PASSAGE PROVIDED -
Import Run7. This file is in qBase format. You can find the details on how to import the data file in the Loading the data into qbase+ section of Analyzing data from a geNorm pilot experiment in qbase+

Adding sample annotation

Download the the sample properties file. Add a custom sample property called Treatment. You can find the details on how to add a custom sample property in the Adding annotation to the data section of Loading data into qbase+.

Analyzing the data

Choose the type of analysis you want to perform. Check controls and replicates. First set the minimum requirements for controls and replicates You see that 6 replicates do not meet these requirements . Select to Show details and manually exclude bad replicates All negative controls pass the test . Positive controls were not included in this analysis. Qbase+ will now open the results for the failing replicates: as you can see the difference in Cq values between these replicates is not that big. They fail to meet the requirement just slightly.

Which amplification efficiencies strategy are you going to use?

You don’t have data of serial dilutions of representative template to build standard curves so the only choice you have is to use the default amplification efficiency (E = 2) for all the genes.

Appoint the reference genes as reference targets

You can find the details on how to appoint reference targets in the Normalization section of Analyzing gene expression data in qbase+.

Is the stability of the reference genes ok?

In the Reference target stability window the M and CV values of the reference genes are shown in green so the stability of the reference genes is ok. You can find the details on how to appoint reference targets in the Normalization section of Analyzing gene expression data in qbase+.

Which scaling strategy are you going to use?

Since you have a treated and a control group, it seems logical to use the average of the control group for scaling. You can find the details on how to specify the scaling strategy in the Scaling section of Analyzing gene expression data in qbase+.

Look at the target bar charts. In the target bar charts group the samples according to treatment. You can find the details on how to group the samples in the Visualization of the results section of Analyzing gene expression data in qbase+.

APPLY WHAT YOU READ -
1. In the qbase+ tutorial, how many replicates fail to meet the minimum requirements for controls and replicates?
2. Write the next part of the qbase+ tutorial, continuing after its final sentence about grouping samples in the target bar charts.

Point-per-instance localization data:
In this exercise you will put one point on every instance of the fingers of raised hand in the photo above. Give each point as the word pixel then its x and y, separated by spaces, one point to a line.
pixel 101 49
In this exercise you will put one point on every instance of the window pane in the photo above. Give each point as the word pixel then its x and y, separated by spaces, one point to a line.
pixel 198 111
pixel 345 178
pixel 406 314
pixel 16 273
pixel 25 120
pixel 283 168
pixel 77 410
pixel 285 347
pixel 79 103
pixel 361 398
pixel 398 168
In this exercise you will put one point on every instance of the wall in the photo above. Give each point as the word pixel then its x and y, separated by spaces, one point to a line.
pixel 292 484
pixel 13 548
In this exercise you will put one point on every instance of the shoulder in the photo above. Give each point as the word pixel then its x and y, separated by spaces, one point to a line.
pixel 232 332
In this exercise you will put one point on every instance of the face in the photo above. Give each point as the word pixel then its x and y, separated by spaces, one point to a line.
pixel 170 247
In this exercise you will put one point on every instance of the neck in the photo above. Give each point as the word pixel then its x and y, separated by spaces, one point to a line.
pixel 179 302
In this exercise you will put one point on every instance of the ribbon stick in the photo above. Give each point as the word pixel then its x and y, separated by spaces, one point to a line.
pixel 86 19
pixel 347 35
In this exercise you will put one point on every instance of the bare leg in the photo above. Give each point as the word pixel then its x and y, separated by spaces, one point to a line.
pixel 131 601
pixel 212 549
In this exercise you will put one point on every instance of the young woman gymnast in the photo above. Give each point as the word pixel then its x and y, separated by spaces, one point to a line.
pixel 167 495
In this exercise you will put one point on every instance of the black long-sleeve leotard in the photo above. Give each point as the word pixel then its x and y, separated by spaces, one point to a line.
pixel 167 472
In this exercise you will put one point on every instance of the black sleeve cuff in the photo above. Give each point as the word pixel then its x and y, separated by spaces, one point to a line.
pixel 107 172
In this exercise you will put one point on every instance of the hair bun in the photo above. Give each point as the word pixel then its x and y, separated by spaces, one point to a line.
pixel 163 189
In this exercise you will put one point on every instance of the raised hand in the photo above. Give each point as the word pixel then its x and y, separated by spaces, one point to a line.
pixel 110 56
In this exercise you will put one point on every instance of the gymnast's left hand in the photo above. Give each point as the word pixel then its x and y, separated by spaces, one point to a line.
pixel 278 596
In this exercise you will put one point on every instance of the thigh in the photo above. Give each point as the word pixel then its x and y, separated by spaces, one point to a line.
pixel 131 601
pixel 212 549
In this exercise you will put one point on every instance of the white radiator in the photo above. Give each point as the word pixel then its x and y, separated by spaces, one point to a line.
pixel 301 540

ANSWERS GIVEN -
1. Six replicates.

2.
The samples of each group are biological replicates so you might want to generate a plot that compares the average expression of the treated samples with the average expression of the untreated samples.

In the target bar charts plot the group averages instead of the individual samples. In the Grouping section at the bottom of the chart you can select Plot group average.

Are there any genes for which you see a clear difference in expression between the two groups?

For gene 1, the mean expression levels in the two groups are almost the same and the error bars completely overlap.

When you look at the title of the Y-axis, you see that 95% confidence levels are used as error bars. In case of 95% confidence intervakls you can use the following rules:

  • if they do not overlap: you are certain that the difference between the means of the two groups is significant
  • if they do not overlap: you know nothing with certainty: the means can be different or they can be the same

So for gene 1 the means are very close but just based on the plot we may not make any conclusions with certainty. For gene 2, the mean expression levels in the two groups are very different and the error bars do not overlap. So the 95% confidence intervals do not overlap meaning that we can be certain that the difference between the means of the two groups is significant.

Use a statistical test to compare the expression levels between the two groups of samples?

You only have 5 replicates per group so you cannot test if the data comes from a normal distribution. Qbase+ will assume they’re not normally distributed and perform a non-parametric Mann-Whitney test.

The p-value of gene2 is smaller than 0.05 so it has a statistically significant difference in expression levels in treated samples compared to untreated samples. For gene1 the p-value is 1 so we have no evidence to conclude that the expression of gene1 is different in treated compared to untreated samples. You can find the details on how to compare the means of the two groups in the Statistical analysis section of Analyzing gene expression data in qbase+.